_PROVIDED RECORDS_:
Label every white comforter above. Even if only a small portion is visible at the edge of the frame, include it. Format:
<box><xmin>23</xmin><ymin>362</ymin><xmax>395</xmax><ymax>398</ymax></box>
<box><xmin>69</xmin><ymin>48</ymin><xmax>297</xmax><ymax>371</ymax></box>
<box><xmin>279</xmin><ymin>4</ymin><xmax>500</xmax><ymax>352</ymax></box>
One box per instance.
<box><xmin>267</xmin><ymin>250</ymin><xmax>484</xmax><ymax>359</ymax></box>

_YOUR GOAL_:
Copy every entry above word for word, keeping each line as it appears.

_EXPECTED ANSWER_:
Label every white comforter above. Even if only a small portion is visible at the edge of the frame, include it. Format:
<box><xmin>23</xmin><ymin>362</ymin><xmax>395</xmax><ymax>398</ymax></box>
<box><xmin>69</xmin><ymin>48</ymin><xmax>297</xmax><ymax>371</ymax></box>
<box><xmin>279</xmin><ymin>4</ymin><xmax>500</xmax><ymax>352</ymax></box>
One box per instance.
<box><xmin>267</xmin><ymin>250</ymin><xmax>484</xmax><ymax>359</ymax></box>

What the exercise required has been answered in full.